Exercise requirements — Starting at the line that contains "--find gothic window --in", reproduce every line through the end of the entries below, with no pictures in the copy.

Records supplied —
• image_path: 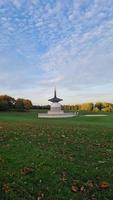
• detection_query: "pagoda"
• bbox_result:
[48,88,64,115]
[38,88,76,118]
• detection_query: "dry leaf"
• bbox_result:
[99,181,110,189]
[80,185,85,192]
[20,167,33,176]
[2,184,11,193]
[71,185,79,192]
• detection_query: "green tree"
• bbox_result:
[15,99,24,112]
[0,100,9,111]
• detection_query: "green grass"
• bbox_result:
[0,112,113,200]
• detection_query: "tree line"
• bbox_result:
[63,102,113,112]
[0,95,32,112]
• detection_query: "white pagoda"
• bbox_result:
[48,89,64,115]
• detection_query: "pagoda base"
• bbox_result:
[38,112,77,118]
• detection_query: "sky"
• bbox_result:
[0,0,113,105]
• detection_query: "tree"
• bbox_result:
[0,100,9,111]
[95,102,103,111]
[23,99,32,111]
[15,99,32,112]
[0,95,16,110]
[79,103,94,111]
[15,99,24,112]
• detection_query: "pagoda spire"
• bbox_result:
[54,87,56,98]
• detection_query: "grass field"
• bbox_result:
[0,112,113,200]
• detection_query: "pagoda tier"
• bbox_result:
[48,89,63,103]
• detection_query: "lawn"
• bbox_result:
[0,112,113,200]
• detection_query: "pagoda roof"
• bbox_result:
[48,89,63,103]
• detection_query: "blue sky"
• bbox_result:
[0,0,113,104]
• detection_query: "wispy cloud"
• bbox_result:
[0,0,113,103]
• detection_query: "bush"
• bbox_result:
[102,107,112,112]
[0,100,9,111]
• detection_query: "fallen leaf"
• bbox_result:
[71,185,79,192]
[20,167,33,176]
[99,181,110,189]
[2,184,11,193]
[86,180,94,188]
[80,185,85,192]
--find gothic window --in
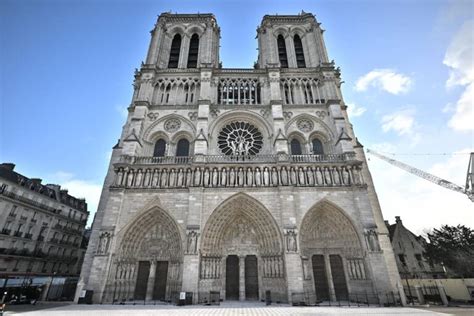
[217,122,263,156]
[188,34,199,68]
[290,138,303,155]
[312,138,324,155]
[153,139,166,157]
[293,34,306,68]
[168,34,181,68]
[277,34,288,68]
[176,138,189,157]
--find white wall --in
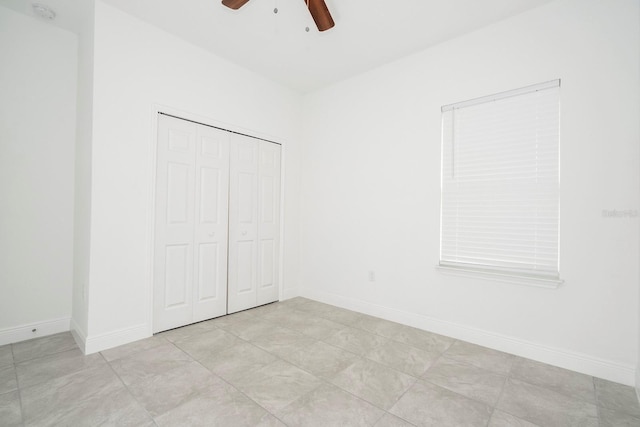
[80,1,300,352]
[300,0,640,384]
[0,7,77,345]
[71,0,95,344]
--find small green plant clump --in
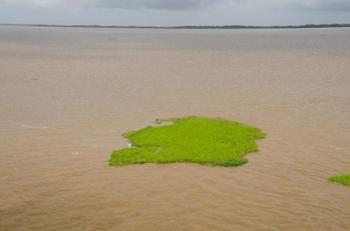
[108,117,265,167]
[328,174,350,186]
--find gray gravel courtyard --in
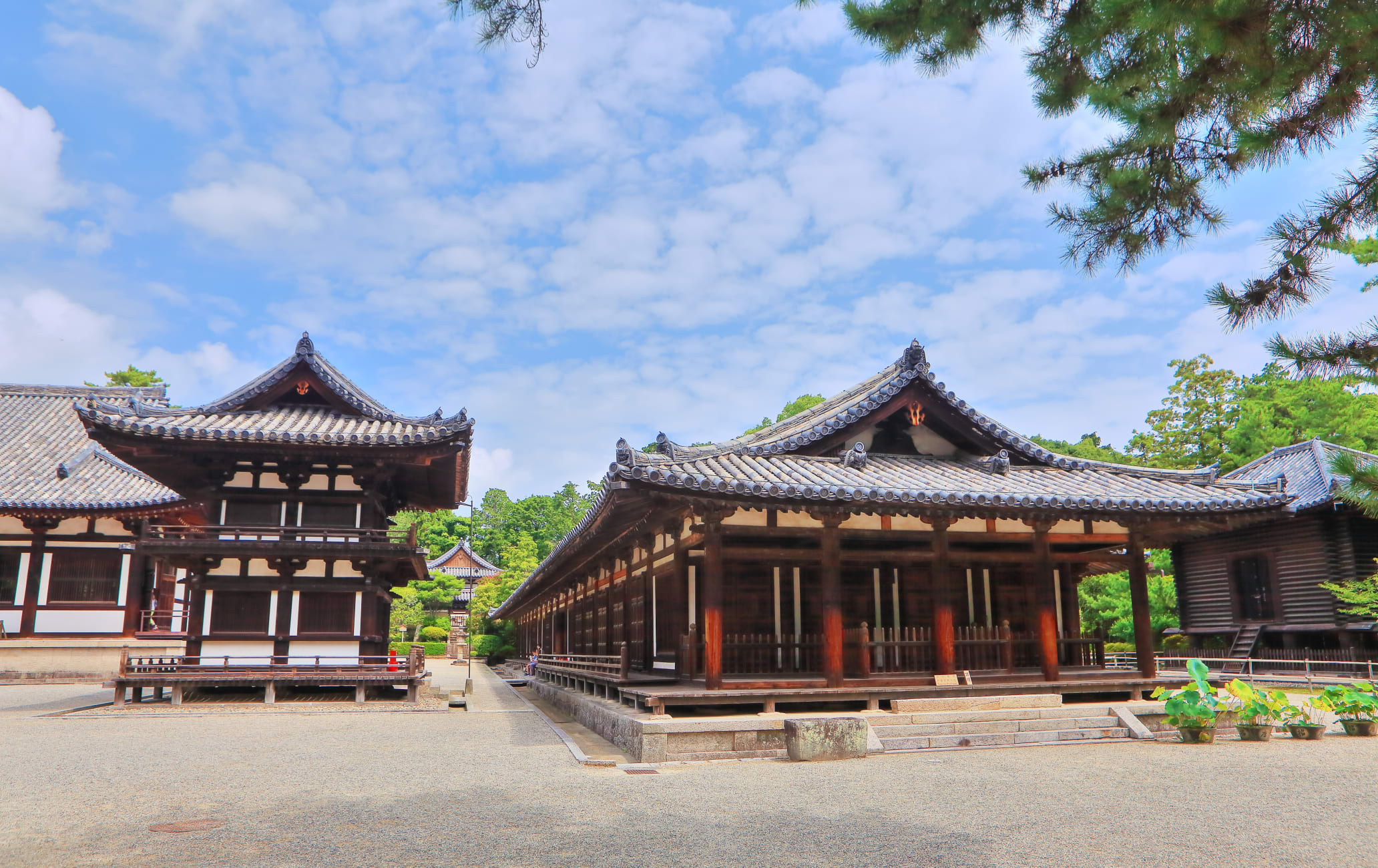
[0,667,1378,868]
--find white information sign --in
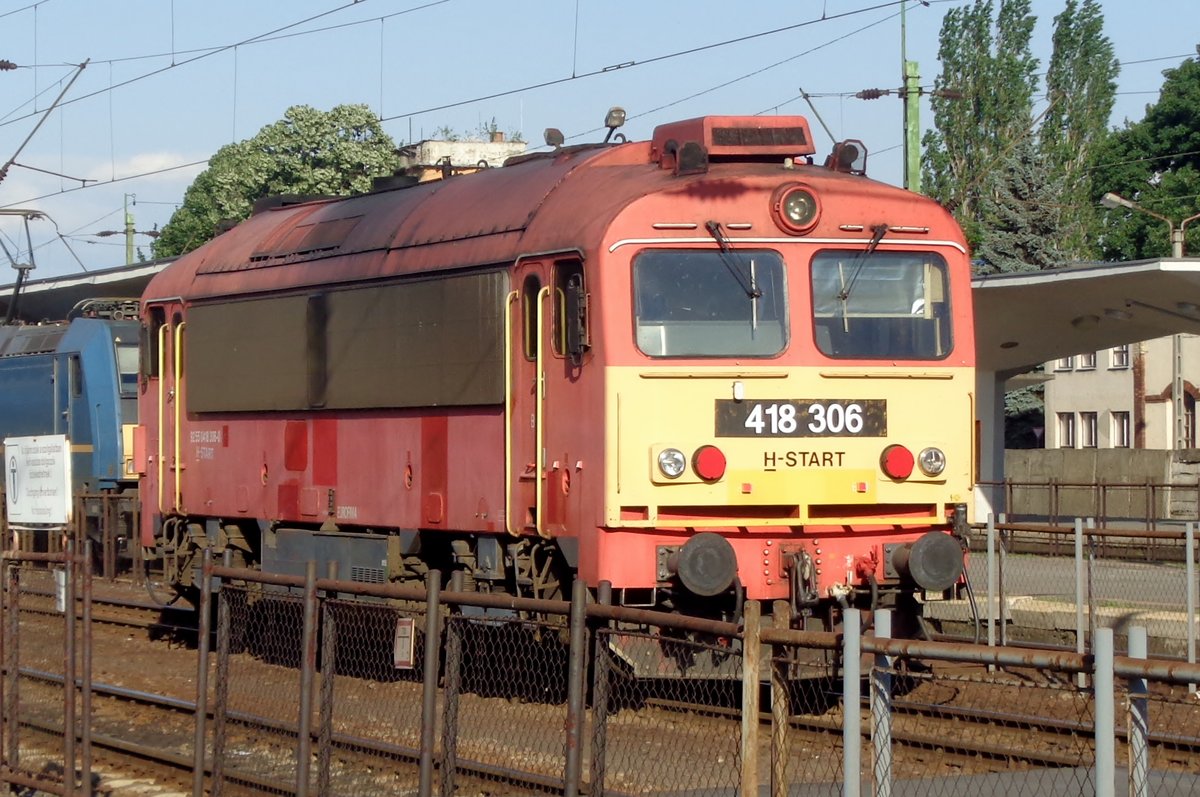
[4,435,72,526]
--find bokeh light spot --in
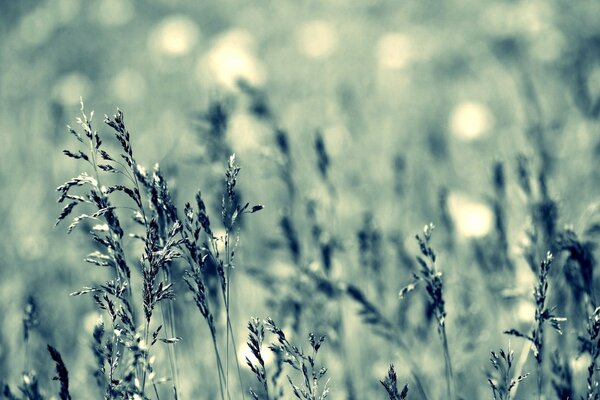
[149,15,200,56]
[448,193,494,238]
[449,101,493,141]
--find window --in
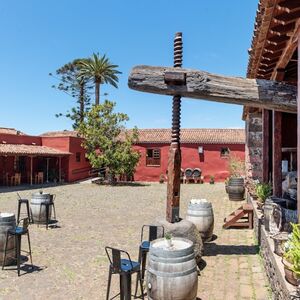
[220,147,230,157]
[146,149,160,166]
[76,152,81,162]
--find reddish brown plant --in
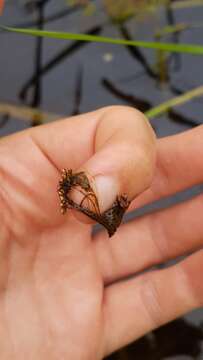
[58,169,130,237]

Worked answer —
--find gothic window --in
[217,122,263,156]
[188,34,199,68]
[290,138,303,155]
[312,138,324,155]
[153,139,166,157]
[293,34,306,68]
[168,34,181,68]
[277,34,288,68]
[176,138,189,157]
--find white wall --in
[80,1,300,352]
[300,0,640,384]
[0,7,77,345]
[71,0,95,344]
--find small green plant clump --in
[108,117,265,167]
[328,174,350,186]
--find gray gravel courtyard --in
[0,667,1378,868]
--find white information sign --in
[4,435,72,526]
--find bokeh light spot --in
[149,15,200,56]
[448,193,494,238]
[449,101,493,141]
--find window --in
[220,147,230,157]
[146,149,160,166]
[76,152,81,162]
--find reddish brown plant --in
[58,169,130,237]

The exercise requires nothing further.